**WHAT TO PRODUCE**:
Restate, word for word, all of the material shown below.

**RAW RECORDS**:
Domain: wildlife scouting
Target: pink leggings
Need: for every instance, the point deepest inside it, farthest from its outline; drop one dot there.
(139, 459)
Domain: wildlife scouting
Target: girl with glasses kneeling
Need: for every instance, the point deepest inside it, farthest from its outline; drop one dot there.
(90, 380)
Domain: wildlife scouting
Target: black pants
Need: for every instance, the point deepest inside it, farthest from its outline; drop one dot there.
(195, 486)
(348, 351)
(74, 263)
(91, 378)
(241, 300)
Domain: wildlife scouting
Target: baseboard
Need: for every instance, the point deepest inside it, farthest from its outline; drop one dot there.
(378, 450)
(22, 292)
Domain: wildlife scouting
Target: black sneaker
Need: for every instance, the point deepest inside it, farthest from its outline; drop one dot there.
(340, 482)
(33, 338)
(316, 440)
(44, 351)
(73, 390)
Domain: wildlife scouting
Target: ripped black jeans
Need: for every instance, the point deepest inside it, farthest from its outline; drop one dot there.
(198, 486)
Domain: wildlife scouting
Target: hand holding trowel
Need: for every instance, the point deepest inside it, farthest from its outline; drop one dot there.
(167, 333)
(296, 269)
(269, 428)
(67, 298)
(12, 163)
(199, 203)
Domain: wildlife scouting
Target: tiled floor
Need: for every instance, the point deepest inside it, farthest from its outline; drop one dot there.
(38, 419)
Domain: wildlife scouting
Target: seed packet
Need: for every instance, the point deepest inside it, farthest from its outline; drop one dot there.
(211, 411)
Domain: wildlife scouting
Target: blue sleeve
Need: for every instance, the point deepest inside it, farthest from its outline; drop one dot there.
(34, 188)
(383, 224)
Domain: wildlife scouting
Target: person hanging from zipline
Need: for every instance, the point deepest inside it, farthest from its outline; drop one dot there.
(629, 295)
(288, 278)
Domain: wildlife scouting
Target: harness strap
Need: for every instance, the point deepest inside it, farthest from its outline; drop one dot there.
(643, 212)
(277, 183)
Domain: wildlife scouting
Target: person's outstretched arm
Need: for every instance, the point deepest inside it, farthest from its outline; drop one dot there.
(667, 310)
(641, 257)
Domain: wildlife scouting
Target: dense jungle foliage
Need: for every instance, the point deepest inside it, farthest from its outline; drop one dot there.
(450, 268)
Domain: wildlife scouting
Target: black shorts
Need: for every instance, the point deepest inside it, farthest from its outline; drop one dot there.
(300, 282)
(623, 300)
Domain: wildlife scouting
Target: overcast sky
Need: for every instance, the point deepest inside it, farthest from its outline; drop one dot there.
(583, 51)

**RESULT OF THE TASK**:
Domain: wildlife scouting
Target: pink leggings
Need: for every instance, the point deepest inside it, farthest from its outline; drop one dot there.
(139, 459)
Domain: wildlife scouting
Target: girl with glasses kneeling
Need: for every instance, the point deepest inside it, farthest from its outline; drop one dot there.
(90, 380)
Domain: wildlife scouting
Target: black pants
Need: for every instance, the point deepest inside it, farthest from its outline; drop one dot there.
(195, 486)
(348, 351)
(74, 263)
(91, 378)
(241, 300)
Domain: wildlife scouting
Target: baseboard
Need: for every instance, the point deepest inside it, farthest from its outline; drop one dot there.
(378, 450)
(22, 292)
Domain: wildlife scouting
Target: black sneaker
Need: for every instance, the point deepest inside it, farthest from its outline; drop one dot there.
(340, 482)
(33, 338)
(316, 440)
(44, 351)
(73, 390)
Domain: wildlife scouting
Target: ripped black jeans
Need: for every instance, the point deepest inside it, farthest from its outline; drop one dot there.
(198, 486)
Domain: wildlife scouting
Target: hand holding trowel
Need: for every instance, the point deepest inside it, farthest from its outline; drop one dot there.
(167, 333)
(296, 269)
(269, 428)
(67, 298)
(12, 163)
(199, 203)
Domain: wildlife scouting
Target: tiled floor
Need: for every instance, the point deepest inside it, farthest from its outline; drop one dot there.
(38, 419)
Domain: wildlife scouting
Target: seed packet
Need: for every instance, the point deepest inside it, farthest from its outline; drop one dot there.
(211, 411)
Domain: wildlife scouting
Target: blue sleeve
Need: for every instance, the point deepest inside it, farthest from its outline; drop one dot there.
(34, 188)
(383, 224)
Domain: wildlife scouting
Target: person hanging from zipline
Need: for every instance, the point deepest inside it, farthest from its outline; drop one dot there.
(629, 295)
(288, 278)
Domain: wildlife scouting
Target: harness strap
Need: for every instance, the point deepest inside it, farthest from its outline; drop one dot there.
(643, 212)
(277, 183)
Domain: wildlife scouting
Target: person's outstretched arm
Need: for every instance, the point deepest inside it, farthest from its outline; drop one dot there.
(667, 310)
(641, 257)
Domain: wildlife scouting
Target: dense jungle foliage
Need: for every instance, the point deepest inside it, farthest from its outline; drop one dot there.
(450, 268)
Domain: wildlife scouting
Target: black shorts
Need: for every instance, the point deepest inside it, farthest from its outline; drop one dot there.
(300, 282)
(623, 300)
Domain: wildlife scouting
Target: overcast sky
Need: for every instance, the point deepest inside it, farthest from its outline; drop one dot there.
(583, 51)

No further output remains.